NAACP talents showcase skills

Raynald Green Web-1

The NAACP at UH hosted a talent show on Tuesday evening for students to sing, rap, and dance. | Raynald Green/The Daily Cougar

The NAACP is trying to provide great opportunities for UH students this semester. Most recently, students had the opportunity to show their skills at the NAACP Talent Showcase on Tuesday night on the stage in Lynn Eusan Park.

Many talented students, including Trillly, Irab, Johnny P., the Introcity Dancers and Mike Checc hit the stage, along with other rappers, singers, dancers and spoken-word performers.

“We’ve been planning this since the summer,” said host and NAACP membership chair Desmond Richardson. “We just want everyone to come out and have fun and showcase other UH peers’ talents.”

Such support of the student performers is what made the event a success. Many students came not only to enjoy themselves, but to also encourage their fellow students in their desire to show off their talents.

“My friend was performing, so I decided to come,” said kinesiology junior Daniel Spencer.

Student involvement is constantly growing because of the growing number of events being held on campus in easily accessible locations. Lynn Eusan Park, for example, is located adjacent to the Cougar Village and Moody Towers residence halls and is easily seen from the University Center. With the addition of the stage in April, the park has become a place where students can host events and socialize more freely.

Stored data –

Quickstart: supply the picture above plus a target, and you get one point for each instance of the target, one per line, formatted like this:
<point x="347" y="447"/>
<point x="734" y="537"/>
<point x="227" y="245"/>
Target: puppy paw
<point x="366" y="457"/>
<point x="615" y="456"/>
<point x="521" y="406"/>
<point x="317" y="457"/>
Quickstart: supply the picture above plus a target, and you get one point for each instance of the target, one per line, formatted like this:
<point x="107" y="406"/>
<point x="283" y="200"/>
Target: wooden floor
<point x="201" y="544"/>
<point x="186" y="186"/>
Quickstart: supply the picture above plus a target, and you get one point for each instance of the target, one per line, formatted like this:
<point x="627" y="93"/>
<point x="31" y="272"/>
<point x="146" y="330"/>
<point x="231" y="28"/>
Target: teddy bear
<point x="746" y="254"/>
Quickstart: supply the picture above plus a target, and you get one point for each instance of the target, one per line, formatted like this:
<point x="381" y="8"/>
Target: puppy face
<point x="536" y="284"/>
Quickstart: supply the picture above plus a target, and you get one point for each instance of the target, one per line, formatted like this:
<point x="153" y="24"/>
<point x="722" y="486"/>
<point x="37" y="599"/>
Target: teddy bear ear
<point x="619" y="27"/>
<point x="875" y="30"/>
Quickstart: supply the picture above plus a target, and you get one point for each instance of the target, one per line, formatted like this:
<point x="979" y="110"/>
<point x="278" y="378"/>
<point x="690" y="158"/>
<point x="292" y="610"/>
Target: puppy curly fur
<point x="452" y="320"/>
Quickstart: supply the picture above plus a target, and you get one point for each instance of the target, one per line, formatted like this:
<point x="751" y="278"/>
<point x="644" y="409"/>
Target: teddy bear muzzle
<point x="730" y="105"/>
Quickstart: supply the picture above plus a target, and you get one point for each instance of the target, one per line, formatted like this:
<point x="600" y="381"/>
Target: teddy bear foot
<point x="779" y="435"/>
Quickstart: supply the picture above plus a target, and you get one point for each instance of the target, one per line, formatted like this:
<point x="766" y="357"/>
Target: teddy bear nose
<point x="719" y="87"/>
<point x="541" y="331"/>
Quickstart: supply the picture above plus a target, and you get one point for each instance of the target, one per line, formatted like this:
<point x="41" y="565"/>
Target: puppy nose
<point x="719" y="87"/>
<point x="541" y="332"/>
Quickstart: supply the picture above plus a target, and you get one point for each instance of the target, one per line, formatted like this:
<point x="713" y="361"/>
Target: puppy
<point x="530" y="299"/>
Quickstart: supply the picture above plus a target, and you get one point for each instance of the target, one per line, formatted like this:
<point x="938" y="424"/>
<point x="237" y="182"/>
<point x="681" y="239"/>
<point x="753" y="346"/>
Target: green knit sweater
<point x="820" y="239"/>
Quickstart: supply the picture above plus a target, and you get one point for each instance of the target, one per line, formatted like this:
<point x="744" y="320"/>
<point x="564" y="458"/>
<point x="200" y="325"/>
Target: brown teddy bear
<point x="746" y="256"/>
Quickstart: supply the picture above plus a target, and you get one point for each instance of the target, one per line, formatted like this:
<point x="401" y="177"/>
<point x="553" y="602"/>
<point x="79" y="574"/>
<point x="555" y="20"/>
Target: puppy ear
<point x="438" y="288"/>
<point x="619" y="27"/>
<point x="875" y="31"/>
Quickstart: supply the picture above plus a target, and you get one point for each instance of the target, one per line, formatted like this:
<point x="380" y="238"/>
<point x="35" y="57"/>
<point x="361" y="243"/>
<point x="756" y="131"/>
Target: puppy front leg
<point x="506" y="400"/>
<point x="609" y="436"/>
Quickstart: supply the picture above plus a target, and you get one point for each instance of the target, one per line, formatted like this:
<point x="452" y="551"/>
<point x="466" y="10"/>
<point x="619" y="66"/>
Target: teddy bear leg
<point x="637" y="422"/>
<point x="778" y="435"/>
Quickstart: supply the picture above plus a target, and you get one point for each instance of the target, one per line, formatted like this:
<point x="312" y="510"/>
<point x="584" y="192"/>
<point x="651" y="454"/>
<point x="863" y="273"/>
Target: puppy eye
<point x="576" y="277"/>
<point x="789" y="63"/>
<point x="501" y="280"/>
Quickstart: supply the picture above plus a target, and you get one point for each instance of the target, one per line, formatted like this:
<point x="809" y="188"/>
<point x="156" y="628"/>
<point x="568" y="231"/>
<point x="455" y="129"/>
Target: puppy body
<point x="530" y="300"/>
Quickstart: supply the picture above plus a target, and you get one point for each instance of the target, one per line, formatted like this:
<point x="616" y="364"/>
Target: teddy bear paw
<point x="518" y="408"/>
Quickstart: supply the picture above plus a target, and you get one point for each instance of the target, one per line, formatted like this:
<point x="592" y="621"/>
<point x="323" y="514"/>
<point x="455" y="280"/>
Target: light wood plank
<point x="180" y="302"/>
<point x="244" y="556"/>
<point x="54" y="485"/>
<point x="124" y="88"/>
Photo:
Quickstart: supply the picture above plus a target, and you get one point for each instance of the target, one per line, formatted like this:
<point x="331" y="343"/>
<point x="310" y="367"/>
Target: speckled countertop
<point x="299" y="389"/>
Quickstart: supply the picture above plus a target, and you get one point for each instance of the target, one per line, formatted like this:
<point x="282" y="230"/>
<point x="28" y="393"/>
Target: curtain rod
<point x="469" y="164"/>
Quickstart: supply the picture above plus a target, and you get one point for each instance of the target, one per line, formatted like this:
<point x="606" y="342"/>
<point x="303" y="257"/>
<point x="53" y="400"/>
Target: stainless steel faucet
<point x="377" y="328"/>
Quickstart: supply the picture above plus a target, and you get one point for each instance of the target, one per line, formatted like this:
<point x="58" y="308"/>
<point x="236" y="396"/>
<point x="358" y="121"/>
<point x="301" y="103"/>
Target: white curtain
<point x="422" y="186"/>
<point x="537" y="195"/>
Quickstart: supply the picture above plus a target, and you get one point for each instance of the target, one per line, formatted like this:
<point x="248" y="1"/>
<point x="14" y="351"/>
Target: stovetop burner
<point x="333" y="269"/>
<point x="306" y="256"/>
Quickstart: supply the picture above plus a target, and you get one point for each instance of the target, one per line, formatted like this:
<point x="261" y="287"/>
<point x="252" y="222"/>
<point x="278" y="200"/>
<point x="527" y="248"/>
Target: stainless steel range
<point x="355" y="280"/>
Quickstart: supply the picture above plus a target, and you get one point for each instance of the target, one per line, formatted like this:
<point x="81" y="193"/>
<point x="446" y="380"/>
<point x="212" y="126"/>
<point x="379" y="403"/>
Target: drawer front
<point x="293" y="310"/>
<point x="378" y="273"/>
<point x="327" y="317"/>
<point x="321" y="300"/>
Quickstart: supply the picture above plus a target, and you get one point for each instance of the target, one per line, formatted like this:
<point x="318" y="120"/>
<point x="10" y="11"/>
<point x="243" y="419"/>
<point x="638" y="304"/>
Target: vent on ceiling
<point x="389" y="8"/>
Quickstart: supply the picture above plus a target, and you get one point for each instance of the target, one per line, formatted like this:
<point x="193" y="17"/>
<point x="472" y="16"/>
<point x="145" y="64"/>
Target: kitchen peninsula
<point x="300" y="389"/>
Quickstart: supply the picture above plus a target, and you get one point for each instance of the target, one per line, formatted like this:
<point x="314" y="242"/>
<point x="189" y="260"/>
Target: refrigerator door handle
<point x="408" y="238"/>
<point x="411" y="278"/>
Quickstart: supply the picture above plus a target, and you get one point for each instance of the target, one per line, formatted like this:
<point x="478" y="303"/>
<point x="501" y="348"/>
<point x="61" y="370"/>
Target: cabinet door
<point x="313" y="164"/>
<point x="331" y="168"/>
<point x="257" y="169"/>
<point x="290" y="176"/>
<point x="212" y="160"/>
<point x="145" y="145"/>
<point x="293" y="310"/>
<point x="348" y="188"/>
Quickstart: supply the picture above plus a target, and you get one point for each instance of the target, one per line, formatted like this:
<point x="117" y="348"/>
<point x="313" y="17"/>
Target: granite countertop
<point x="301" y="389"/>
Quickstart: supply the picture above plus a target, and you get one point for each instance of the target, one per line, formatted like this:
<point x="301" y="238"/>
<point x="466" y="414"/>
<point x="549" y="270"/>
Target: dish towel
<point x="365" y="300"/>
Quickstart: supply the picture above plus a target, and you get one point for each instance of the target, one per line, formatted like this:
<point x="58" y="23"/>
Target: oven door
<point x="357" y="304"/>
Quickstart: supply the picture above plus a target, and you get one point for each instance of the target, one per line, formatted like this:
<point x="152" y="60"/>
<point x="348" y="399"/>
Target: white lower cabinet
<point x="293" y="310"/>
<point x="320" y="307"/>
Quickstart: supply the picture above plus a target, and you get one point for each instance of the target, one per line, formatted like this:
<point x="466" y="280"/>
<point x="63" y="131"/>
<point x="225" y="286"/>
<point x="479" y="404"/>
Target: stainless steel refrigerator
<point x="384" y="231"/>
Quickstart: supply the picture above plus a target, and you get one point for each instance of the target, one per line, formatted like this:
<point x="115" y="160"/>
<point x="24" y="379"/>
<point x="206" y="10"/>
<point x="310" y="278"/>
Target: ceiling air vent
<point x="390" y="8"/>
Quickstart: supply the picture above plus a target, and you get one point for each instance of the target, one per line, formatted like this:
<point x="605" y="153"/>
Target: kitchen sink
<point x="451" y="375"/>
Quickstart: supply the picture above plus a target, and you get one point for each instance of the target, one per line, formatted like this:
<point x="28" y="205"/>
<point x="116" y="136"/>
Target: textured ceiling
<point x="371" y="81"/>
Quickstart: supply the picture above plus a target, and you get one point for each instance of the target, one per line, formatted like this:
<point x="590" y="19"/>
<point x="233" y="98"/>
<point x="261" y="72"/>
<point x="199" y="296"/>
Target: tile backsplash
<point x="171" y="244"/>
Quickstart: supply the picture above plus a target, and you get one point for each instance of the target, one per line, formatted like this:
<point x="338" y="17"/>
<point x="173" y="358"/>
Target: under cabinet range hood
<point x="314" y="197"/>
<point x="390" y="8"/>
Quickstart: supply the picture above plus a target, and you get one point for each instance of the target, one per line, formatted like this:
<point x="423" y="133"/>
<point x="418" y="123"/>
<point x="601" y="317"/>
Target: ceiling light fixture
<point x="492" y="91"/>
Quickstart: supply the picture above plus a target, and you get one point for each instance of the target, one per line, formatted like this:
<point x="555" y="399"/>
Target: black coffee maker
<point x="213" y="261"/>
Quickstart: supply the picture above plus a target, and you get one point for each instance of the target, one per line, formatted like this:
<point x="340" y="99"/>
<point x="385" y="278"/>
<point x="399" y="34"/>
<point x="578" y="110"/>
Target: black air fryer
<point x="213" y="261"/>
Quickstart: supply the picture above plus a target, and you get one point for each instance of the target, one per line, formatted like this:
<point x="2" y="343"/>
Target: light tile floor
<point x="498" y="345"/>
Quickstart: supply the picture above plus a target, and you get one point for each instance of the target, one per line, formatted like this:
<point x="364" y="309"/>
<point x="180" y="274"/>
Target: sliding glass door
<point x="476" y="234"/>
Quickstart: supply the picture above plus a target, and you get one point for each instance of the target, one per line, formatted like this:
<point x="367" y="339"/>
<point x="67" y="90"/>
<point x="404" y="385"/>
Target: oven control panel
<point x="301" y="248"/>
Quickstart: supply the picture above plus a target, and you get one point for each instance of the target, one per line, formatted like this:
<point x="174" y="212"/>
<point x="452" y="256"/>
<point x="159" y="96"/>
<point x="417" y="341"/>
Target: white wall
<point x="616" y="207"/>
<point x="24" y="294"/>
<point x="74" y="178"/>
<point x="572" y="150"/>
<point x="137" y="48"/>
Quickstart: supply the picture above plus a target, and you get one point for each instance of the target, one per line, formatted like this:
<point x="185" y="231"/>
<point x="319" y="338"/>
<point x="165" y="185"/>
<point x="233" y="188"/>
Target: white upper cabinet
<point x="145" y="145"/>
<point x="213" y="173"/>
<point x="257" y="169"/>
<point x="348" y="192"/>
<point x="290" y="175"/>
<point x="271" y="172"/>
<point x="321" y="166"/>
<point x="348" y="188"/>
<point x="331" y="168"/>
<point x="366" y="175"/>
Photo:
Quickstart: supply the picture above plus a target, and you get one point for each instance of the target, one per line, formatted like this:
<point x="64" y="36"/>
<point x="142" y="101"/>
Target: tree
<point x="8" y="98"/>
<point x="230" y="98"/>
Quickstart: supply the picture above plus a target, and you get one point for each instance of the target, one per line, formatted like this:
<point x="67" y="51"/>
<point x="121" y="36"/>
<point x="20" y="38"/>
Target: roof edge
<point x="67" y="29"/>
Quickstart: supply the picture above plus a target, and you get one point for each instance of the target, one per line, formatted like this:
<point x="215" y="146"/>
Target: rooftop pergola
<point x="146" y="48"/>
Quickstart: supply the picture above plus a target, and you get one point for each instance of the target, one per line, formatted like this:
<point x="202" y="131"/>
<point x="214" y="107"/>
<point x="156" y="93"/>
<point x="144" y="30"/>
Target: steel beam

Problem statement – Please pick up the NAACP talent showcase article after its last sentence and keep writing it. The listing comes from a separate source and has no connection to the NAACP talent showcase article.

The answer –
“I didn’t know what this event was,” said biology senior Leah Eaton. “I just saw the crowd and came over.”

Even though Eaton originally didn’t know what event she was attending, she said she had a good time.

“I liked it a lot,” Eaton said. “It’s really interesting that stuff like this happens at our school.”

NAACP’s talent showcase has brought more awareness to social life on campus.

“I liked the environment. I’m a people person and whenever I see people, I go to the event. I would come to another NAACP event just so I can meet more people,” Spencer said.

Student life will continues to grow as student organizations become more social on campus.

“We just want to let students know that UH organizations haven’t forgotten about them,” Richardson said. “Giving back to students at UH will make them want to get into other organizations.”

If student social life continues to grow on campus, it will improve UH’s current reputation of being just a commuter school. The more that organizations give back, the more involved students will become on campus.